Required task —
In the essay on directing Handel's Imeneo, what was Handel's solution when Italian opera waned in popularity in London?

Selected passage —
* * * *

In preparing to direct Handel’s rarely staged Imeneo for Cambridge Handel Opera Company (CHOC), I have been fascinated to reflect on the periods of surging interest decline in the history of opera. Imeneo is Handel’s penultimate Italian opera, and as the genre waned in popularity in London, Handel needed to reinvent his business model and artistic outlook to be able to create and live. His solution was English Oratorio: unstaged concert works that were nevertheless still highly dramatic and narrative focussed, starting his final period of enormous creativity and productivity.
So dramatic are they in fact, that these days we seem just as likely to see them staged as not, and it’s obvious that the spirit of opera lived on strong to the end of Handel’s career albeit transmuted into another form. With a little tweak he found his audience again. This constant need to reinvent and reinvigorate the genre of opera, whilst sticking to the core tenets of what makes it so completely captivating (namely, voice with orchestra in the service of story), is something that has never abated in its entire 400-year history. It is clear that the formula is something that audiences clearly still yearn for - musicals in the West End are the perennial fixtures, not plays. For me, looking at the great figures of the past transcend their difficulties and create art in the most difficult of circumstances is immensely inspiring, when putting on my own work today.
It always feels that opera has an audience problem, at least in this country. Of course, it has its devotees and mavens who must see every single Violetta sing the role in every production (10 years ago, I was one of them!), but many of my friends who would consider themselves artistically or intellectually curious and who attend galleries, author events, or even the ballet never think about going to an opera, or they’ll say they like the music when they hear it somewhere but know so little about it. This familiarity barrier is surely the biggest obstacle to opera’s wider dissemination in British culture, more so than cost (look at the price of pop music concerts or football tickets in the last five year), or length (the 21st century blockbuster movie is easily Opera length!), or even language.

* * * *

(Location identification entries)
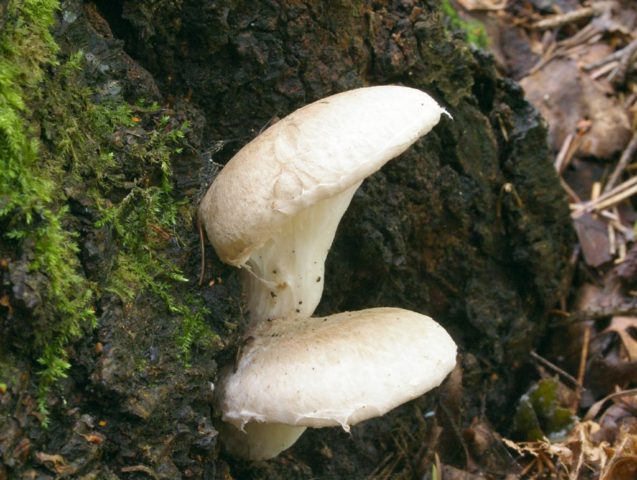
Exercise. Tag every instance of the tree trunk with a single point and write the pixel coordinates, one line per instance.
(470, 226)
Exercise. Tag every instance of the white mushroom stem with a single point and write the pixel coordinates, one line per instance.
(285, 276)
(258, 441)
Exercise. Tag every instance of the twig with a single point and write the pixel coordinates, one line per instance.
(554, 367)
(559, 20)
(615, 56)
(618, 194)
(618, 75)
(582, 367)
(202, 251)
(626, 157)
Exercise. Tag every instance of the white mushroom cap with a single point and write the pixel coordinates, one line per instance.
(336, 370)
(277, 203)
(310, 155)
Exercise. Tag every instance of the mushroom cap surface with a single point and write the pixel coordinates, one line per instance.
(336, 370)
(312, 154)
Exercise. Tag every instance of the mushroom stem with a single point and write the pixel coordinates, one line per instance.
(258, 441)
(285, 276)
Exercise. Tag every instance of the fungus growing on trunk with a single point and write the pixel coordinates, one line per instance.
(275, 207)
(274, 210)
(330, 371)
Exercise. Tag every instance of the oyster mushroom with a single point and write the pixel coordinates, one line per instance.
(331, 371)
(275, 207)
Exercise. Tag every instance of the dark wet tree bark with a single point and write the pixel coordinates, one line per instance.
(469, 226)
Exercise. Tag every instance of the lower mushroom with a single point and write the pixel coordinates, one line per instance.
(319, 372)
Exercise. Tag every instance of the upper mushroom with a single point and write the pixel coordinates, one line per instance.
(275, 207)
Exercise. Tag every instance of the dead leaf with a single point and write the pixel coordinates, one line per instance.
(592, 233)
(564, 97)
(56, 463)
(621, 326)
(472, 5)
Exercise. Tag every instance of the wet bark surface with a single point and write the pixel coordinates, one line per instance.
(469, 226)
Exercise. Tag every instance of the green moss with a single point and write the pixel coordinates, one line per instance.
(473, 29)
(32, 210)
(68, 145)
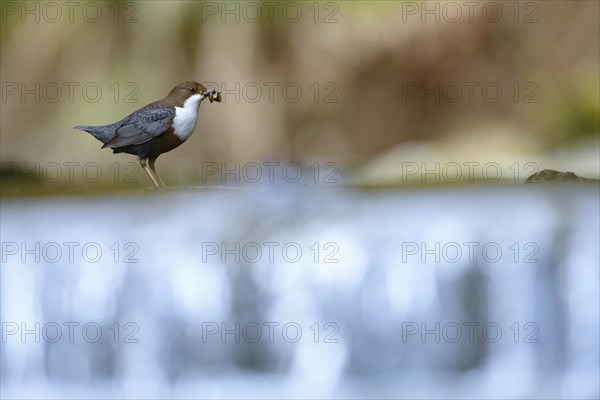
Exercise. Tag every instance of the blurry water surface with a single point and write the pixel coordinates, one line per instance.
(288, 293)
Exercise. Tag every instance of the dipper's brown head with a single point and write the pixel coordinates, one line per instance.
(186, 90)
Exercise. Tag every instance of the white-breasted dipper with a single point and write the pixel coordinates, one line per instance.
(156, 128)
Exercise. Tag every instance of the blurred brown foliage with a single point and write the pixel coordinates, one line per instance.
(366, 57)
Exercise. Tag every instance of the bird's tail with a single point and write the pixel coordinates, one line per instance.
(104, 133)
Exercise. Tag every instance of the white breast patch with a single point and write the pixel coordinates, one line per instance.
(185, 119)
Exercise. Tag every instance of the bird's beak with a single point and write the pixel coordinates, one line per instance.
(212, 95)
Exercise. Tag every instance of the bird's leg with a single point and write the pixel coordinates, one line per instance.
(151, 164)
(144, 164)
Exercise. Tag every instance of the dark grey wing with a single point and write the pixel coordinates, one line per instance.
(142, 126)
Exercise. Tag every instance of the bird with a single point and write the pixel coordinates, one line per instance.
(157, 128)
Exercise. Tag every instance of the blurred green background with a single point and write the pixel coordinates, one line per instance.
(365, 85)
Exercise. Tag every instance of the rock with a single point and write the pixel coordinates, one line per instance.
(550, 175)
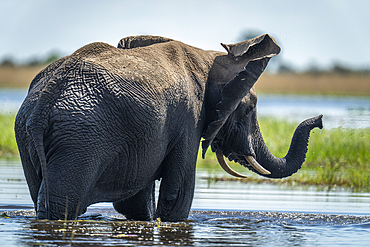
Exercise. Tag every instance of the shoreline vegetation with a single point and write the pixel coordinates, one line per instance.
(336, 158)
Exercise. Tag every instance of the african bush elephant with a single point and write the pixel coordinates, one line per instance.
(104, 123)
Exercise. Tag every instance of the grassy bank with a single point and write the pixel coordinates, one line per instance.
(325, 84)
(337, 157)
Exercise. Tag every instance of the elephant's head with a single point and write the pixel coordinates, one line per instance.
(232, 128)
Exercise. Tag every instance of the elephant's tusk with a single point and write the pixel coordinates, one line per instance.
(226, 167)
(256, 165)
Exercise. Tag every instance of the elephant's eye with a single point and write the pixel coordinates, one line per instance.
(249, 110)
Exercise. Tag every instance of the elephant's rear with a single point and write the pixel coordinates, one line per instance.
(72, 126)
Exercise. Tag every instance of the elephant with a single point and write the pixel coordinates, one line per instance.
(104, 123)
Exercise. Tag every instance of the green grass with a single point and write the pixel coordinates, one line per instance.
(8, 145)
(336, 157)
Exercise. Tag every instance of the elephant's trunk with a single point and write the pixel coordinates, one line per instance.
(284, 167)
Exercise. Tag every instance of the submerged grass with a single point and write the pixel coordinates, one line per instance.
(336, 157)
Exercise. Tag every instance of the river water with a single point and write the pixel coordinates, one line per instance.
(225, 213)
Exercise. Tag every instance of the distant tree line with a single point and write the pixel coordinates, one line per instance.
(277, 65)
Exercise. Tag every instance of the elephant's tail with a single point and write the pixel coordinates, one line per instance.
(36, 127)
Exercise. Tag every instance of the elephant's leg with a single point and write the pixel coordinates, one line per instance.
(140, 206)
(57, 206)
(177, 187)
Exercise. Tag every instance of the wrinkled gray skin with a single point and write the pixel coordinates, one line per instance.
(102, 124)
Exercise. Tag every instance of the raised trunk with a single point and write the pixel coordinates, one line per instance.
(284, 167)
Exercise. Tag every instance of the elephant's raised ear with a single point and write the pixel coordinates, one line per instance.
(258, 52)
(140, 41)
(256, 48)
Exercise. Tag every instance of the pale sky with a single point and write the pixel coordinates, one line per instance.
(314, 31)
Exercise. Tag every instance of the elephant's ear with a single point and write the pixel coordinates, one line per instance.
(259, 52)
(140, 41)
(257, 48)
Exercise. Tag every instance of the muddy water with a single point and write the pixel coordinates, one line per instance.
(224, 213)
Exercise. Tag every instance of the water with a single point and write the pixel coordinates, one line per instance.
(338, 111)
(223, 214)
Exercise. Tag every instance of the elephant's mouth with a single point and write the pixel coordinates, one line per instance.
(247, 161)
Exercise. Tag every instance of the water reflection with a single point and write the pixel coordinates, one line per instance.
(204, 228)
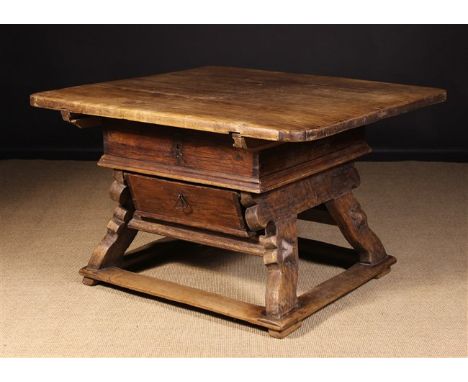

* * * *

Written solution —
English Oratorio: unstaged concert works that were still highly dramatic and focused on narrative.